Records to process:
******************************

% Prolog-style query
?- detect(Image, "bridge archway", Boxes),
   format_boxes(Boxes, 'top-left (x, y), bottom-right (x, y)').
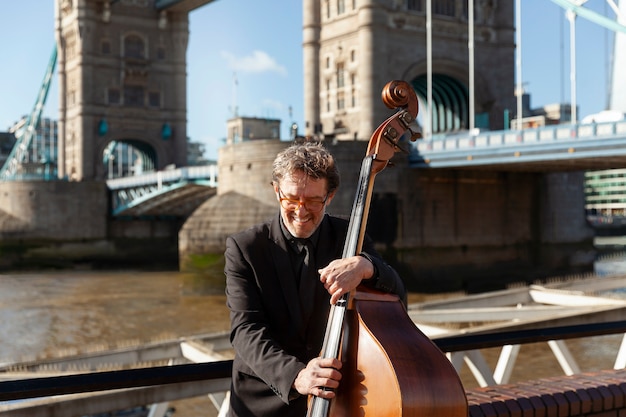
top-left (411, 73), bottom-right (469, 133)
top-left (102, 139), bottom-right (159, 179)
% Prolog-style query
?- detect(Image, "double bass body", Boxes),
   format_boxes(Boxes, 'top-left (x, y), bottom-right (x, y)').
top-left (307, 81), bottom-right (468, 417)
top-left (329, 288), bottom-right (468, 417)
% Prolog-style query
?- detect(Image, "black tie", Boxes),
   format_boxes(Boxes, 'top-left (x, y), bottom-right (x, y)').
top-left (299, 239), bottom-right (319, 321)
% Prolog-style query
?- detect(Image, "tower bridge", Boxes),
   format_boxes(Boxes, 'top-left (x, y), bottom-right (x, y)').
top-left (0, 0), bottom-right (626, 280)
top-left (0, 0), bottom-right (626, 411)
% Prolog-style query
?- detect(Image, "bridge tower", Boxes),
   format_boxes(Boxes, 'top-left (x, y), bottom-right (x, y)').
top-left (303, 0), bottom-right (515, 140)
top-left (55, 0), bottom-right (197, 181)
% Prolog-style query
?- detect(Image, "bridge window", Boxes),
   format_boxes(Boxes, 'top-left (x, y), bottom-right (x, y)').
top-left (107, 88), bottom-right (120, 104)
top-left (124, 35), bottom-right (145, 59)
top-left (337, 0), bottom-right (346, 15)
top-left (337, 64), bottom-right (346, 88)
top-left (148, 91), bottom-right (161, 107)
top-left (124, 85), bottom-right (144, 106)
top-left (337, 93), bottom-right (346, 110)
top-left (157, 46), bottom-right (165, 61)
top-left (100, 40), bottom-right (111, 55)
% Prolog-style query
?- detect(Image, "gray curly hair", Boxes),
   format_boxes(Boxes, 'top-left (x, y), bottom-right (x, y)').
top-left (272, 142), bottom-right (339, 193)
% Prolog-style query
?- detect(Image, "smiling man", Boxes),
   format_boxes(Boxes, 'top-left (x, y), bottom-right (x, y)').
top-left (224, 142), bottom-right (406, 417)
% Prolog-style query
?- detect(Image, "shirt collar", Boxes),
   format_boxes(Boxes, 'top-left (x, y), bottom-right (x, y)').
top-left (280, 216), bottom-right (321, 253)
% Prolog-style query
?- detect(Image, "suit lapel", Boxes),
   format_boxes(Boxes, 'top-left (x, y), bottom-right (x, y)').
top-left (270, 216), bottom-right (304, 329)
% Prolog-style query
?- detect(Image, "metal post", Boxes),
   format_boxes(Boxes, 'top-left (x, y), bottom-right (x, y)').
top-left (424, 0), bottom-right (433, 139)
top-left (515, 0), bottom-right (523, 130)
top-left (467, 0), bottom-right (475, 130)
top-left (565, 10), bottom-right (578, 123)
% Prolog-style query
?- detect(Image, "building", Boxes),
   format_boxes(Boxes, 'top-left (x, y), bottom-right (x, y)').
top-left (226, 117), bottom-right (280, 145)
top-left (303, 0), bottom-right (515, 140)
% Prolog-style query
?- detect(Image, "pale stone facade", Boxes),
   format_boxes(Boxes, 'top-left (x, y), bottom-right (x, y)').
top-left (55, 0), bottom-right (189, 181)
top-left (303, 0), bottom-right (515, 140)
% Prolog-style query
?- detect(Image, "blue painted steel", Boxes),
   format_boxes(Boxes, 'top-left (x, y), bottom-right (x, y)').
top-left (552, 0), bottom-right (626, 33)
top-left (0, 45), bottom-right (57, 181)
top-left (409, 120), bottom-right (626, 169)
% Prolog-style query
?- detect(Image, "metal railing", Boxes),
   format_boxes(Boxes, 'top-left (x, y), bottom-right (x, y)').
top-left (0, 321), bottom-right (626, 401)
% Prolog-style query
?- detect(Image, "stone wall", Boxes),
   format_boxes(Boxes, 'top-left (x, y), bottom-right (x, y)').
top-left (179, 140), bottom-right (594, 291)
top-left (0, 181), bottom-right (108, 241)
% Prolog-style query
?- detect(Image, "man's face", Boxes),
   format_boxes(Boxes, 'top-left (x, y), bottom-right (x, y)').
top-left (274, 172), bottom-right (333, 238)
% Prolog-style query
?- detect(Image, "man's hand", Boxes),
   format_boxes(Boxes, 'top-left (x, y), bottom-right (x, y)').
top-left (318, 256), bottom-right (375, 304)
top-left (293, 358), bottom-right (341, 399)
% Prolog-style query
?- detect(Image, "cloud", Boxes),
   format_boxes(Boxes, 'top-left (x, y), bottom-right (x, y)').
top-left (220, 50), bottom-right (287, 75)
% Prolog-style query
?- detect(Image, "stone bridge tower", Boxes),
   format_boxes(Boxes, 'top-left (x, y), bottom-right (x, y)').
top-left (303, 0), bottom-right (515, 140)
top-left (55, 0), bottom-right (201, 181)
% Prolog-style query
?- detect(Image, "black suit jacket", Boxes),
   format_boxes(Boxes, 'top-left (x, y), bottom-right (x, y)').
top-left (224, 215), bottom-right (406, 417)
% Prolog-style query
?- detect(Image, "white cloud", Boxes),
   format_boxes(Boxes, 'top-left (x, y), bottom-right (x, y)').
top-left (220, 50), bottom-right (287, 75)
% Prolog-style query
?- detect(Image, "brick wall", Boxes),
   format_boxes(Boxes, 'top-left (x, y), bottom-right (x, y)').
top-left (467, 369), bottom-right (626, 417)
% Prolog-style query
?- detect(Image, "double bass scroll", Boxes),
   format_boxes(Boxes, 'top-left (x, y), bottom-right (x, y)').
top-left (307, 81), bottom-right (468, 417)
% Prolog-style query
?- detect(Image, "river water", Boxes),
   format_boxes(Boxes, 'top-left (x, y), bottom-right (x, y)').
top-left (0, 260), bottom-right (626, 417)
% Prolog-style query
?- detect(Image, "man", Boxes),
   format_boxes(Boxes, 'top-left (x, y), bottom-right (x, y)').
top-left (224, 142), bottom-right (406, 417)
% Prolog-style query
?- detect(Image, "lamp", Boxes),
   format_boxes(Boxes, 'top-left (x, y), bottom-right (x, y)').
top-left (98, 117), bottom-right (109, 136)
top-left (161, 122), bottom-right (172, 140)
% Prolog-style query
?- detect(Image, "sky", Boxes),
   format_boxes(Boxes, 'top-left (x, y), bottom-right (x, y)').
top-left (0, 0), bottom-right (615, 159)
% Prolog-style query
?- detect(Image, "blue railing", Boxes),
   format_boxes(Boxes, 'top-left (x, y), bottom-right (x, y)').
top-left (410, 120), bottom-right (626, 168)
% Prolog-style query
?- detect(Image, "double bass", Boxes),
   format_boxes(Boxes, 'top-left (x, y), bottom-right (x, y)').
top-left (307, 81), bottom-right (468, 417)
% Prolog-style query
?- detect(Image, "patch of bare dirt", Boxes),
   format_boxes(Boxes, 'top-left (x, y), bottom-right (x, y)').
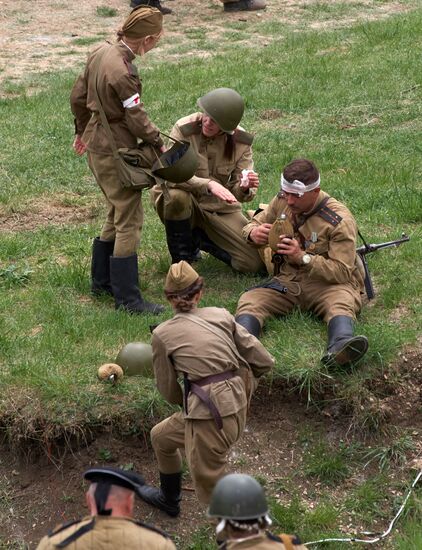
top-left (0, 350), bottom-right (422, 548)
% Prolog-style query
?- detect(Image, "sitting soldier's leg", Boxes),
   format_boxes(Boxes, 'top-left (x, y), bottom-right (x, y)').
top-left (310, 283), bottom-right (368, 365)
top-left (235, 286), bottom-right (298, 338)
top-left (139, 412), bottom-right (185, 517)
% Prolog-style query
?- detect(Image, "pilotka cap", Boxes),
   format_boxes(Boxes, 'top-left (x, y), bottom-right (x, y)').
top-left (164, 260), bottom-right (199, 293)
top-left (122, 6), bottom-right (163, 39)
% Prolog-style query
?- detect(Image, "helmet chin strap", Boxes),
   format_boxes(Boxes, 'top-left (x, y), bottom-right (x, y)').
top-left (94, 483), bottom-right (112, 516)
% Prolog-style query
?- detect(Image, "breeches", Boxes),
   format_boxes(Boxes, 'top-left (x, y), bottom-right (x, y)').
top-left (153, 189), bottom-right (265, 273)
top-left (236, 278), bottom-right (361, 326)
top-left (151, 408), bottom-right (246, 504)
top-left (88, 152), bottom-right (144, 256)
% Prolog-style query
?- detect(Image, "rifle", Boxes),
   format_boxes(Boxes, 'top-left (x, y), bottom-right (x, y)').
top-left (356, 231), bottom-right (410, 300)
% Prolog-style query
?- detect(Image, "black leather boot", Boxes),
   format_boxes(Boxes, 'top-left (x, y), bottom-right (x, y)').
top-left (130, 0), bottom-right (173, 15)
top-left (110, 254), bottom-right (164, 314)
top-left (234, 313), bottom-right (261, 338)
top-left (195, 227), bottom-right (232, 267)
top-left (321, 315), bottom-right (368, 365)
top-left (138, 472), bottom-right (182, 517)
top-left (164, 218), bottom-right (198, 264)
top-left (91, 237), bottom-right (114, 296)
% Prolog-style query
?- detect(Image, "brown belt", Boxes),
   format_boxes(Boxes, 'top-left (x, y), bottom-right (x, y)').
top-left (183, 370), bottom-right (237, 430)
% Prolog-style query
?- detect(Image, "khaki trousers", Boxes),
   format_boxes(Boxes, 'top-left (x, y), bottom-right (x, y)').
top-left (236, 276), bottom-right (362, 326)
top-left (88, 152), bottom-right (144, 256)
top-left (152, 189), bottom-right (265, 273)
top-left (151, 407), bottom-right (246, 504)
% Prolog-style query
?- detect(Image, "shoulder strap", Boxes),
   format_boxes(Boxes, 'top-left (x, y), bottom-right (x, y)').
top-left (93, 49), bottom-right (119, 159)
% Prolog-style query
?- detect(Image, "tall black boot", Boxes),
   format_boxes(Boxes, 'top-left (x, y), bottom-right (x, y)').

******************************

What to produce: Copy the rows again, requests included, from the first line up to and including the line with "top-left (280, 216), bottom-right (321, 253)", and offset every box coordinate in the answers by 126. Leave out the pictures.

Output of the exercise:
% Prolog-style query
?- detect(Image, "bridge archway", Boxes),
   format_boxes(Boxes, 'top-left (x, y), bottom-right (x, y)').
top-left (537, 199), bottom-right (595, 259)
top-left (228, 265), bottom-right (285, 305)
% Prolog-style query
?- detect(Image, "double bass body", Boxes),
   format_boxes(Boxes, 'top-left (x, y), bottom-right (x, y)').
top-left (433, 207), bottom-right (594, 543)
top-left (455, 414), bottom-right (594, 543)
% Prolog-style query
?- detect(Image, "black tie", Boxes),
   format_boxes(Boxes, 'top-left (x, y), bottom-right (x, y)').
top-left (425, 365), bottom-right (445, 447)
% Prolog-style query
?- detect(Image, "tower bridge", Boxes),
   format_boxes(Boxes, 'top-left (x, y), bottom-right (x, y)').
top-left (126, 126), bottom-right (752, 406)
top-left (126, 126), bottom-right (752, 537)
% Prolog-style query
?- detect(Image, "bridge tower", Boxes),
   format_boxes(Boxes, 'top-left (x, y), bottom-right (x, y)').
top-left (429, 126), bottom-right (641, 266)
top-left (181, 126), bottom-right (323, 307)
% Prolog-style query
?- detect(Image, "bridge window", Boxes),
   format_boxes(Boxes, 'top-left (x, y), bottom-right (x, y)').
top-left (233, 214), bottom-right (246, 230)
top-left (250, 161), bottom-right (271, 185)
top-left (463, 126), bottom-right (472, 141)
top-left (463, 190), bottom-right (472, 214)
top-left (274, 217), bottom-right (287, 233)
top-left (250, 211), bottom-right (270, 232)
top-left (463, 219), bottom-right (472, 236)
top-left (283, 172), bottom-right (291, 187)
top-left (226, 166), bottom-right (237, 181)
% Prolog-style query
?- detect(Image, "gray curly hair", Boxes),
   format_boxes(Boxes, 'top-left (x, y), bottom-right (x, y)').
top-left (398, 268), bottom-right (465, 319)
% Prolog-style query
?- detect(Image, "smiling man", Boxes),
   format_boxes(Boxes, 'top-left (x, y), bottom-right (x, y)').
top-left (350, 268), bottom-right (532, 543)
% Prolog-style query
?- detect(Image, "shirt collar", Boxes),
   format_boxes(Boxes, 'top-left (x, y), bottom-right (x, y)').
top-left (406, 342), bottom-right (447, 379)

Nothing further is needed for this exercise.